De son côté, la France était de plus en plus mal à l’aise face au durcissement politique tunisien, dénoncé de plus en plus ouvertement par des avocats et des militants des droits de l’homme, à Tunis comme à Paris. Le discours officiel reste neutre cependant : «Nous étions favorables à toute solution agréée entre l’OIF et la Tunisie», déclare une source à l’Élysée, tandis qu’au ministère des Affaires étrangères, on souligne que «le report du sommet a fait l’objet d’un consensus du Conseil permanent de l’organisation».

Une façon de laisser une marge de manœuvre à la Tunisie. Cette dernière sauve la face en demeurant, pour l’instant, le pays hôte dans un an.

«L’OIF n’est pas une organisation de sanction»

Frédéric Turpin, professeur d’histoire contemporaine à l’Université de Savoie et auteur de « La France et la francophonie politique. Histoire d’un ralliement difficile », souligne qu’il s’agit pour l’instant d’un report et non d’une annulation, comme ce fut le cas en 1990 pour le sommet de la Francophonie à Kinshasa, après les massacres d’étudiants à Lubumbashi.

«À Kinshasa, l’intensité des massacres d’étudiants avaient particulièrement choqué, non seulement au Zaïre (ancien nom de la République Démocratique du Congo, sous Mobutu Sese Seko, NDLR), mais aussi dans toute l’Afrique et dans le monde entier. Là, c’est une rupture de l’ordre constitutionnel. Ça explique qu’on prenne beaucoup plus de pincettes dans la manière d’engager un report avec le président tunisien. Mais d’un autre côté, on essaie aussi de garder toutes les voies du dialogue possible. Parce que l’OIF n’est pas une organisation de sanction, mais de dialogue et de médiation », développe l’historien.

• [CONSIGNE]:
Dans le passage sur le report du sommet de la Francophonie, quel sommet a été annulé en 1990, et à la suite de quels événements ? Les entrées proviennent d'une autre source.

[Données de pointage par expressions référentielles]
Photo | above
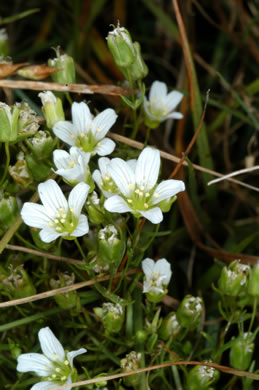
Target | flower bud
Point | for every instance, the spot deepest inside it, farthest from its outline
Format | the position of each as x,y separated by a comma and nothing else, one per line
19,171
8,211
52,108
241,351
138,70
112,316
41,144
3,43
131,362
66,73
70,299
233,279
121,47
8,123
201,377
18,283
253,283
96,212
189,312
170,327
111,247
28,122
38,169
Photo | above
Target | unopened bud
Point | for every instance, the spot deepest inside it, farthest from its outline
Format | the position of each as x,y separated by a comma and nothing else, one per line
41,144
66,73
131,362
8,211
253,283
170,327
121,47
112,316
189,312
8,123
233,279
201,377
138,69
241,351
110,245
52,108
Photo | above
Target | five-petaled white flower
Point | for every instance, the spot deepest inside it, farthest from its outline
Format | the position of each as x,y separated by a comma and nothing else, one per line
157,278
72,166
161,105
57,217
139,192
103,178
55,366
87,133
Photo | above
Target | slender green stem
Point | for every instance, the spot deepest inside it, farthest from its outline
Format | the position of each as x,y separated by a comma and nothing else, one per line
7,152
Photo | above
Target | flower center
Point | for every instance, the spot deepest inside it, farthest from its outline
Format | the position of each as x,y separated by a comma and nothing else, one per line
86,141
108,184
60,372
141,198
64,222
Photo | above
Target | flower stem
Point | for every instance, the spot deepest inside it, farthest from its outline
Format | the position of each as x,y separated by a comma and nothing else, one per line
7,152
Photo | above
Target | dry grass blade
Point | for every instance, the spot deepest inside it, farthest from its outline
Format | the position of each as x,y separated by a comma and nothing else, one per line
61,290
77,88
225,369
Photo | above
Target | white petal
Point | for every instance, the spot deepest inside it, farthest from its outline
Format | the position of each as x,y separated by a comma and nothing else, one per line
105,146
175,115
45,386
50,345
103,122
35,215
61,159
48,234
147,168
154,215
71,355
103,163
116,204
163,267
122,175
158,91
52,197
166,189
173,99
81,117
148,266
34,362
77,197
65,131
82,227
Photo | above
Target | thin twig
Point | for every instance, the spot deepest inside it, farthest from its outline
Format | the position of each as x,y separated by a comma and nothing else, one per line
171,157
78,88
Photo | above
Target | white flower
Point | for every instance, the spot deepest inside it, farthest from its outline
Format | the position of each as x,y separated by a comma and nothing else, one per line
72,166
139,192
87,133
161,105
55,365
57,217
103,178
157,278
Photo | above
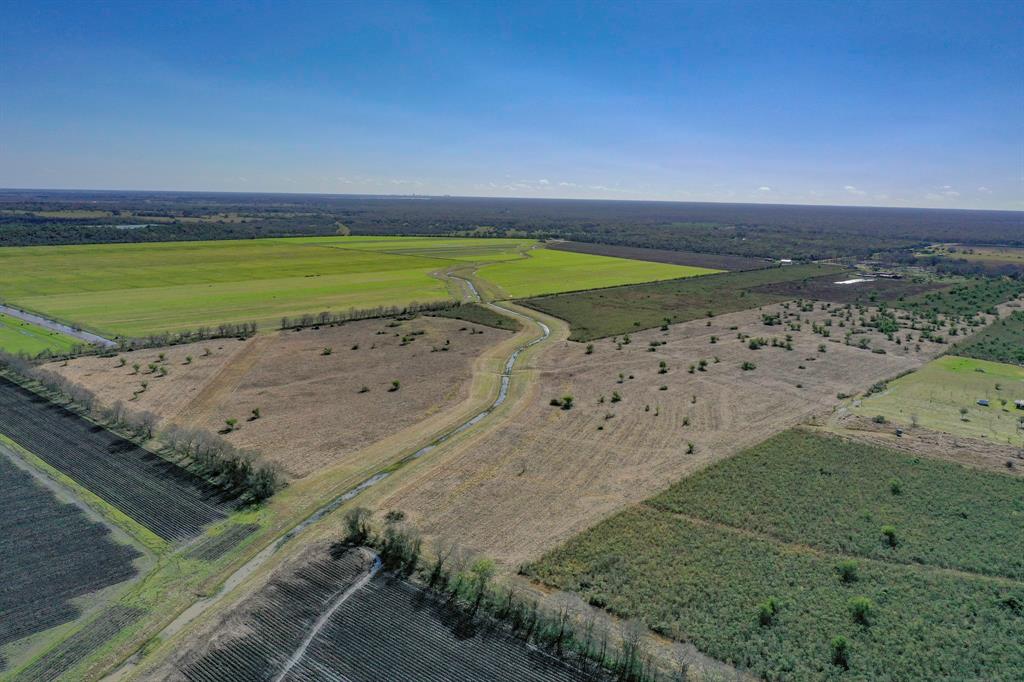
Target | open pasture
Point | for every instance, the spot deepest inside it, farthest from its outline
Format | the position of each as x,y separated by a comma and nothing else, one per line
759,561
134,290
161,496
943,395
544,473
53,556
387,629
595,314
1003,341
549,271
322,394
17,336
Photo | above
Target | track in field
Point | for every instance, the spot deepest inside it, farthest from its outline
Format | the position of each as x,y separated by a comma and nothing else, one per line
386,630
50,553
165,498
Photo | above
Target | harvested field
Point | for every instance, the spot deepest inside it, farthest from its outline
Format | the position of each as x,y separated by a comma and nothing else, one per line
546,473
73,650
215,547
52,554
713,260
825,289
313,412
595,314
386,629
169,501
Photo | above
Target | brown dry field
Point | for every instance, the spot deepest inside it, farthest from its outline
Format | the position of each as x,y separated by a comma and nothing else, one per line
312,413
544,474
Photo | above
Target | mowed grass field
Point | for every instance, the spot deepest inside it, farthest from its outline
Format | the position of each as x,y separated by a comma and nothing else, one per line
17,336
138,289
936,393
762,559
549,271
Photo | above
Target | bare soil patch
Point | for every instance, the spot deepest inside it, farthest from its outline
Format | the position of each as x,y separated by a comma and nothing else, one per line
307,385
546,473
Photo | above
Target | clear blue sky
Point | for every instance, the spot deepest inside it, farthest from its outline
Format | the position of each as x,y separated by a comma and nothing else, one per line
901,103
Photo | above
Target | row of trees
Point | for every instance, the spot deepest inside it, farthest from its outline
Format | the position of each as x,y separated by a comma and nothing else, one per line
327,317
238,472
466,585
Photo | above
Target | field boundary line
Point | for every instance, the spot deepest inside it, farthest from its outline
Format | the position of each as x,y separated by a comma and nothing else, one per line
820,553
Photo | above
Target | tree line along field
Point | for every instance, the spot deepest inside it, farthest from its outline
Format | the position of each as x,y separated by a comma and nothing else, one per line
943,396
595,314
140,289
17,336
765,559
53,556
386,629
1003,341
167,500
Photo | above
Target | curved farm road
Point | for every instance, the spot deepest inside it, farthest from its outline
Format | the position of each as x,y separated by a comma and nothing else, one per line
204,607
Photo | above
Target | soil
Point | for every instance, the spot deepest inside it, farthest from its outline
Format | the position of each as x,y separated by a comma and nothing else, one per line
312,410
546,473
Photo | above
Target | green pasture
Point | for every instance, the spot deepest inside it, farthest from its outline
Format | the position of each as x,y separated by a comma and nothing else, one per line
936,393
549,271
760,559
138,289
17,336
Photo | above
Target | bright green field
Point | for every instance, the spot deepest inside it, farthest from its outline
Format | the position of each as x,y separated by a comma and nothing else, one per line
549,271
17,336
139,289
937,391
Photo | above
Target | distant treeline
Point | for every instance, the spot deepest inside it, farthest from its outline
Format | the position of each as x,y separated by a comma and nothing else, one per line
801,232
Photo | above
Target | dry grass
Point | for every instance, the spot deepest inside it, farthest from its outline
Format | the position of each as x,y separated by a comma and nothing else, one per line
546,473
312,413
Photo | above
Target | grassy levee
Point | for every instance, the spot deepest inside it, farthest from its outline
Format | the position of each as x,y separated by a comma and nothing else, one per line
17,336
602,312
759,561
172,587
943,396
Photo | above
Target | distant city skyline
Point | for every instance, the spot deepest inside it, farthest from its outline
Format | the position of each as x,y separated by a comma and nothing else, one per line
872,103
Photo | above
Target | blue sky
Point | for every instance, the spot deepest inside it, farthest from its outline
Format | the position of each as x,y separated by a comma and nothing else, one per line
898,103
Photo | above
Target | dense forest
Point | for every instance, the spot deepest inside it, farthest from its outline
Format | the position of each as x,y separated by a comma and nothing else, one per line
801,232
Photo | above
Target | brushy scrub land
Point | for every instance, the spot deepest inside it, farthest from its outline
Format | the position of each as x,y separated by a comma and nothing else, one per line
764,559
139,289
549,271
1003,341
943,395
595,314
17,336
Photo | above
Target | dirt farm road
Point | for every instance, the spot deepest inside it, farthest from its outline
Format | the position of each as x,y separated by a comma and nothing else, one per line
126,670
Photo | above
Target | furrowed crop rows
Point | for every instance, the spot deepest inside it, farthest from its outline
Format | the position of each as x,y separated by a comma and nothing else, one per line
51,553
391,630
161,496
212,549
70,652
279,620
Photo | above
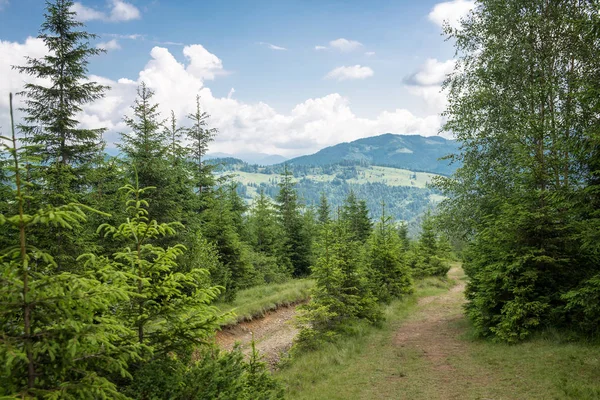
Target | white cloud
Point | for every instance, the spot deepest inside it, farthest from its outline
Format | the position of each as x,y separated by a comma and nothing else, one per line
272,46
122,11
341,44
119,11
86,13
110,45
353,72
243,127
134,36
451,12
432,72
426,83
345,45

• [RÉSULTAT DE L'EXERCICE]:
Le sommet de la Francophonie à Kinshasa, annulé après les massacres d'étudiants à Lubumbashi.